What is required :: Your reply should set down word for word each line below from the one with "woman in beige" through the final line, both included, but none of the pictures.

[Stored items]
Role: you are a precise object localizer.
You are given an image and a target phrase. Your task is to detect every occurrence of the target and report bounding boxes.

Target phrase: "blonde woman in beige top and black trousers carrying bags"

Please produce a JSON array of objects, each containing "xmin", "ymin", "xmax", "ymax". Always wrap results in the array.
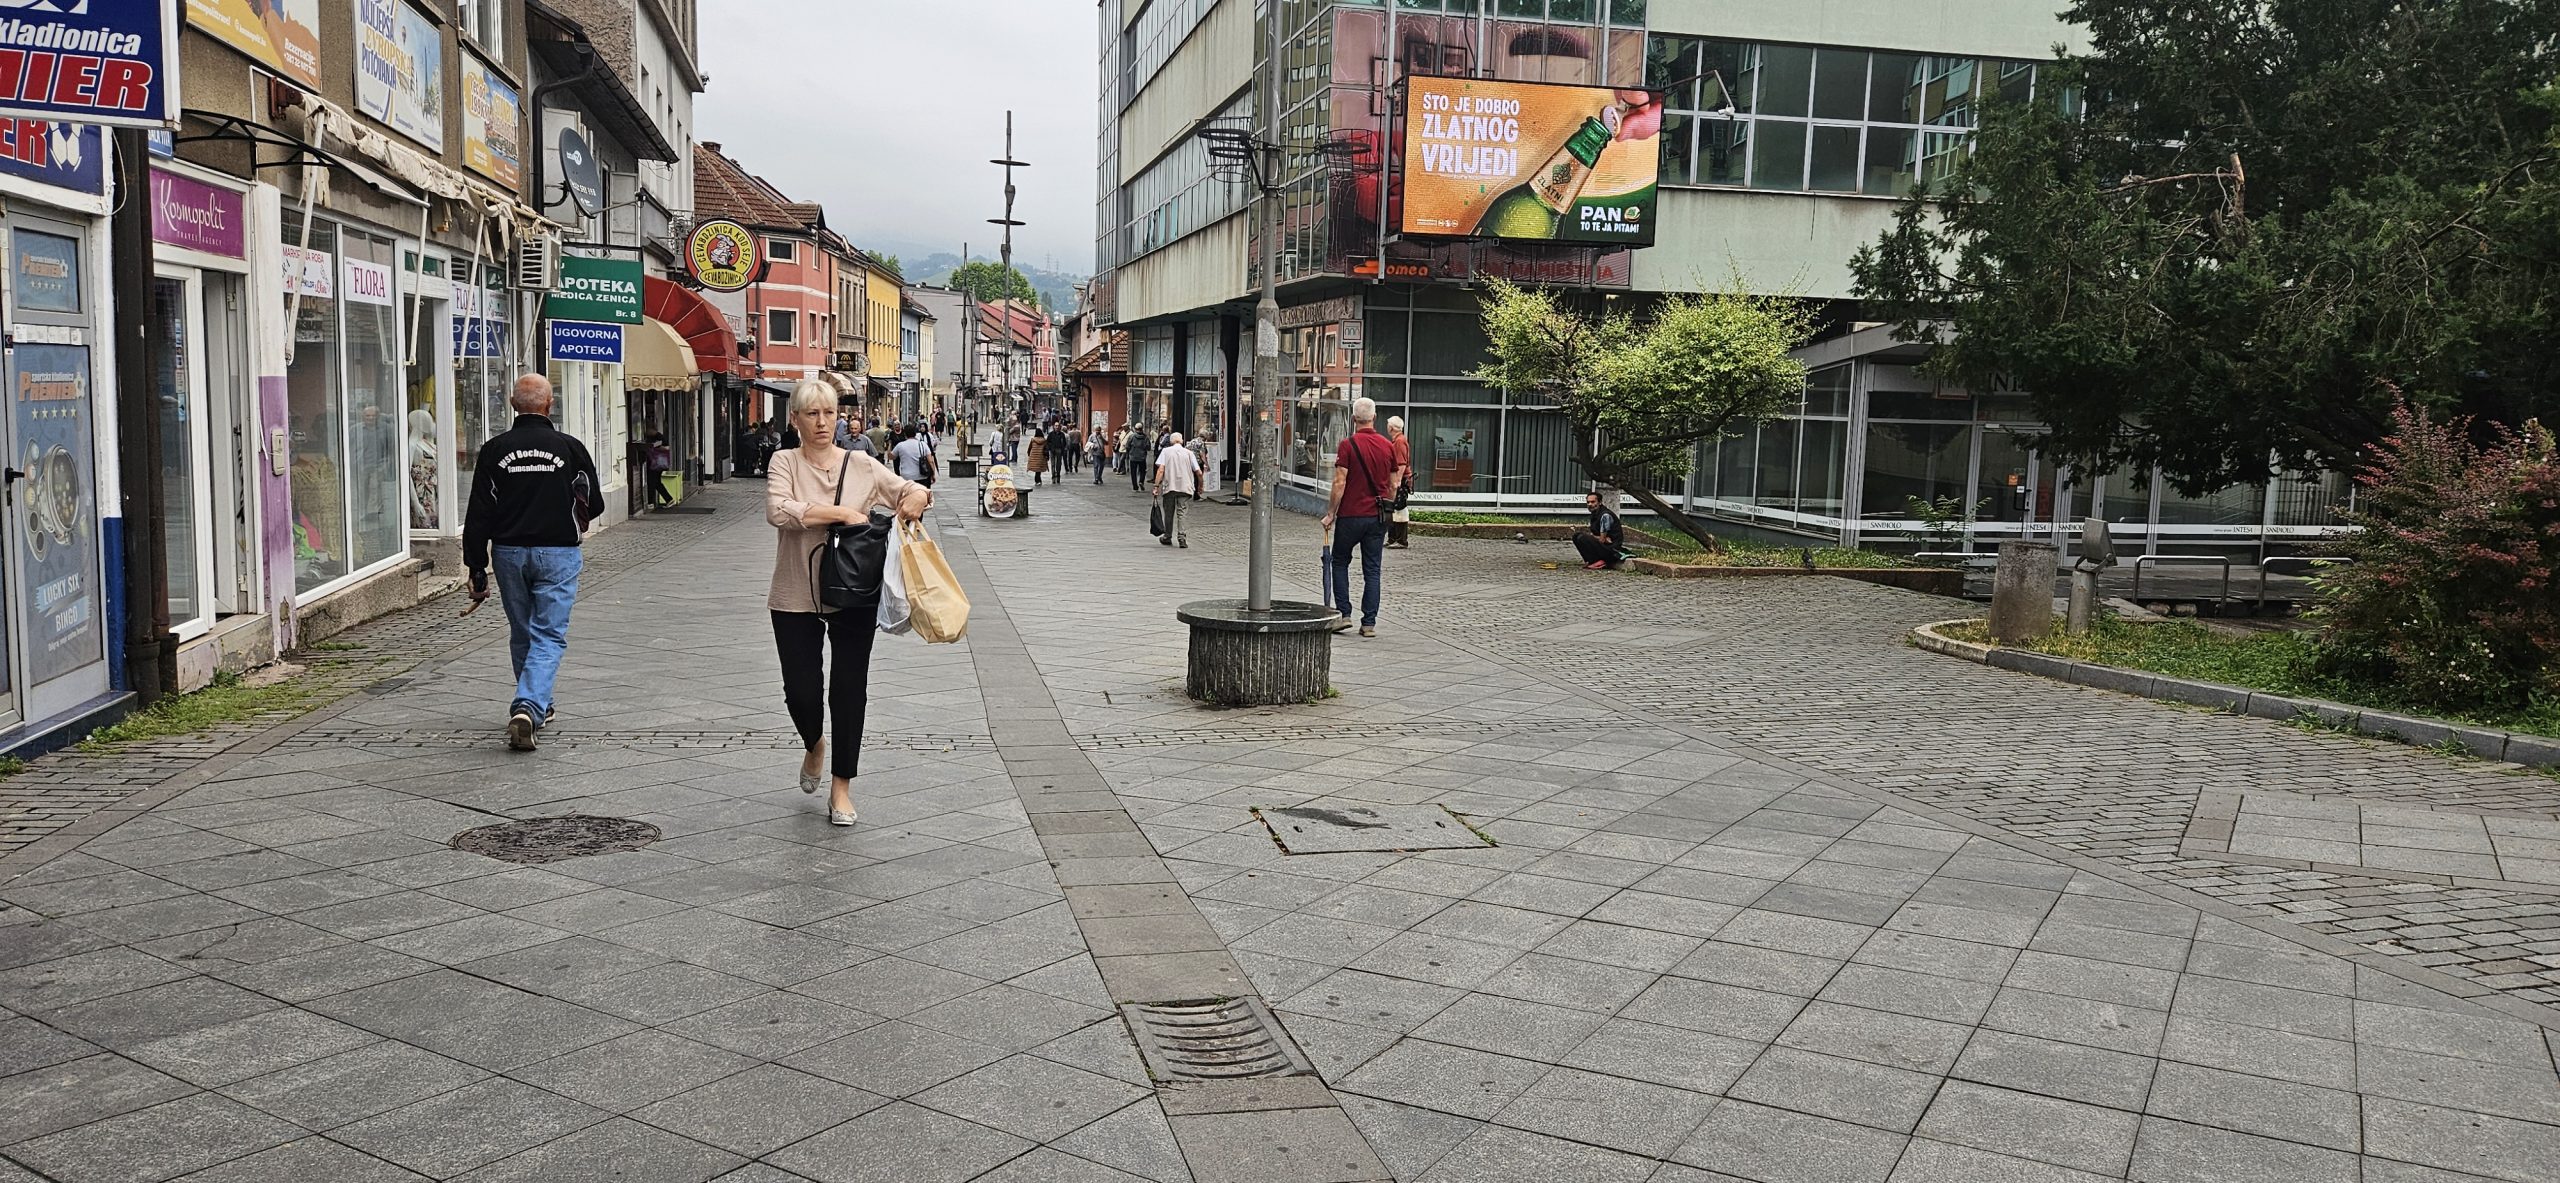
[{"xmin": 765, "ymin": 379, "xmax": 934, "ymax": 825}]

Task solution ::
Target phrase: "blonde woman in beige top and black trousers carrying bags"

Please produce a JSON array of objects, each containing "xmin", "ymin", "xmax", "ymax". Always wrap results in the array.
[{"xmin": 765, "ymin": 379, "xmax": 934, "ymax": 825}]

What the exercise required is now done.